WHAT IS BEING ASKED:
Answer these questions from the text on DMCA Section 1201 exemptions:
(a) What does Section 1201 of the DMCA prohibit?
(b) Which devices were left out of the exemption for unlocking and jailbreaking?
(c) What 2014 law broadened the exemption for cellphone unlocking?

SOURCE EXTRACT:
Section 1201 of the DMCA prohibits circumventing technological protection measures (TPMs) that control access to a work protected by copyright. These TPMs act as digital locks securing the copyrighted software embedded in everything from mobile phones and pacemakers to cars and tractors. While these locks may prevent some unauthorized copying (which is already illegal), they also prevent device and auto owners from accessing their copy of the software for legitimate reasons, like diagnosing and repairing problems, retrieving personal data, or modifying the software to suit their needs.

Last year, the Copyright Office and Library of Congress conducted its sixth triennial rulemaking proceeding to consider specific requests for three-year exemptions from 1201’s anti-circumvention provisions. The number of proposed exemptions was larger than ever, and many of the proposed exemptions arose from the basic belief that individuals, as owners of devices, systems, and the software copies embedded within, should be able to access and use their purchases as they see fit. Whether that means unlocking your mobile device, your video games no longer supported by hardware, or the diagnostics system in your car, the DMCA stands in the way. Fortunately, the Office granted several of the exemptions, which gave consumers the ability to diagnose, repair, and tinker with their cars, unlock and jailbreak their mobile devices and smart TVs (but not e-readers), preserve and continue playing video games no longer supported by the game makers, use alternative feedstock in 3D printers, and retrieve personal health information from their own medical devices.

Copyright law should not block or chill the independent research helping to find and fix vulnerabilities before they can be exploited.

The Office also granted an exemption for good-faith security research on software embedded in consumer devices, motorized land vehicles, and medical devices. Except for research on voting machines, this exemption will not take effect until late October, but it will provide some much needed certainty for researchers who would otherwise work in the shadow of DMCA liability. In a world of interconnected networks and devices, vulnerabilities, such as Heartbleed, can have drastic and far-reaching effects. As these devices become increasingly integrated into our lives and even our physical selves, we need to be able to trust, but also test and verify, their security. Copyright law should not block or chill the independent research helping to find and fix vulnerabilities before they can be exploited.  

Although a few proposed exemptions were not granted, this round of triennial exemptions was a win for consumers and the freedoms of ownership.  Nonetheless, the tension between the rights of copyright holders and the rights of software-embedded device owners remains. Copyright policy should ease that tension, adapting to new recording and distribution technologies to balance the interests at stake while preserving the incentive to offer true ownership of non-physical copies like software and media files.  The Unlocking Consumer Choice and Wireless Competition Act of 2014 broadened the exemption for cellphone unlocking adopted in the 2012 triennial rulemaking and clarified that the device owner could undertake circumvention, effectively cutting through whatever licensing agreements may have applied to the phone’s software. Other legislative proposals (here and here) similarly indicate a recognition that, in some contexts, the benefits of ownership outweigh the benefits of licensing. CDT believes that with innovative technological solutions and careful policy making, we can have the best of both worlds.

(Data items)
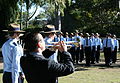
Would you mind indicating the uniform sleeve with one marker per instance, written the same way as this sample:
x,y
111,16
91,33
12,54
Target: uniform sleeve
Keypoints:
x,y
117,44
15,65
61,69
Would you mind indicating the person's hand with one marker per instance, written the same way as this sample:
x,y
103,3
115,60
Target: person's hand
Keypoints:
x,y
22,76
61,46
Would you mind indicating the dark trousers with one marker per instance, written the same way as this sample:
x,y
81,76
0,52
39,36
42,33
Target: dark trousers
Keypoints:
x,y
81,53
93,54
114,55
72,52
107,55
88,55
7,78
97,54
77,53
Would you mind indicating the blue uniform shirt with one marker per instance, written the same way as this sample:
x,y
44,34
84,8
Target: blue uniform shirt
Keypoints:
x,y
108,42
12,52
54,56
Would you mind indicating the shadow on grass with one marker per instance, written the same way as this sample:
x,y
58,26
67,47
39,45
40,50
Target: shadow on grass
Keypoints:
x,y
101,65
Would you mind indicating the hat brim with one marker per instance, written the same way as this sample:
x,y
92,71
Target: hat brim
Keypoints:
x,y
13,31
52,31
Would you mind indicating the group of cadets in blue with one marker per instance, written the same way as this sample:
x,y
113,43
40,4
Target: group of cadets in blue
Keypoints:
x,y
89,47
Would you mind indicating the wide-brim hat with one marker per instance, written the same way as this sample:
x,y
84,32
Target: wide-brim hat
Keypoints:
x,y
97,34
66,33
50,29
14,28
87,34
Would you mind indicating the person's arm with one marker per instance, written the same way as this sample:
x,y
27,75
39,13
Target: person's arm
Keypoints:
x,y
61,69
47,53
15,73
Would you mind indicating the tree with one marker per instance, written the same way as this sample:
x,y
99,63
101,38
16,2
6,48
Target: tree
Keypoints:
x,y
92,16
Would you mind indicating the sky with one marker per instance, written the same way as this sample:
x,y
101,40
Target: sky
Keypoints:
x,y
39,10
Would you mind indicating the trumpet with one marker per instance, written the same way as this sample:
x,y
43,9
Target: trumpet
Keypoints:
x,y
69,44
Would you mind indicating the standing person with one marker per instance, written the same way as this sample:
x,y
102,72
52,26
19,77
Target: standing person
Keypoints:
x,y
92,48
98,47
12,52
82,49
72,49
39,69
116,47
87,47
108,47
77,48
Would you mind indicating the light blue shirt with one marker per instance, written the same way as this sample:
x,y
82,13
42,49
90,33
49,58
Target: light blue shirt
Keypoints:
x,y
108,42
92,41
116,43
98,42
12,53
89,42
82,40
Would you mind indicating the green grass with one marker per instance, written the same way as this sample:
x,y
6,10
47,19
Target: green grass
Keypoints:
x,y
97,73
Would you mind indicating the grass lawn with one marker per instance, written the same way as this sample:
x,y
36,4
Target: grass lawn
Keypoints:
x,y
96,73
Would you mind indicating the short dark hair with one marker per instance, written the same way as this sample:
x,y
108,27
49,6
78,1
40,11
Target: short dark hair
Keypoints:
x,y
31,40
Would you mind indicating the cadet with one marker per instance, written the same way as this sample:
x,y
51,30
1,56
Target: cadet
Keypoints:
x,y
12,52
108,47
98,47
93,48
82,49
87,47
116,47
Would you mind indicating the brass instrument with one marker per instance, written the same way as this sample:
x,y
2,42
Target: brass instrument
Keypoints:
x,y
68,44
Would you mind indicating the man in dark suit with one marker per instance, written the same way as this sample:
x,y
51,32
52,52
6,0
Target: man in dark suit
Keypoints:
x,y
37,68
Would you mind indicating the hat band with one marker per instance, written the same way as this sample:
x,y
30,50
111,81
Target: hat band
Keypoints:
x,y
15,29
50,29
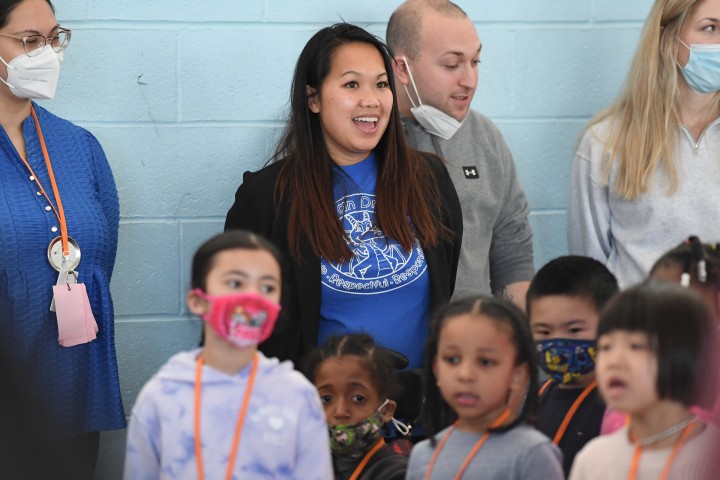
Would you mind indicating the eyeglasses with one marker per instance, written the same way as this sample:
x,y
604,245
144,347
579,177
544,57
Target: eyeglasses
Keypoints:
x,y
34,44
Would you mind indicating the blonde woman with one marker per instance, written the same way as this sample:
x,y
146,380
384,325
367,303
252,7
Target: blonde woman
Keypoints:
x,y
647,169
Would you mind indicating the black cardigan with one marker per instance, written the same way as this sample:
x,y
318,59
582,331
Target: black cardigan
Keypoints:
x,y
296,330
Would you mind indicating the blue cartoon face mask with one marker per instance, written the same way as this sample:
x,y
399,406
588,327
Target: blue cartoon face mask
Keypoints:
x,y
567,360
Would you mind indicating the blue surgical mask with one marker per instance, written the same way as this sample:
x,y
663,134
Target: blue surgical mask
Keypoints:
x,y
567,360
434,121
702,72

EXERCISE ANSWER:
(a) Circumventing technological protection measures (TPMs) that control access to a work protected by copyright.
(b) E-readers.
(c) The Unlocking Consumer Choice and Wireless Competition Act of 2014.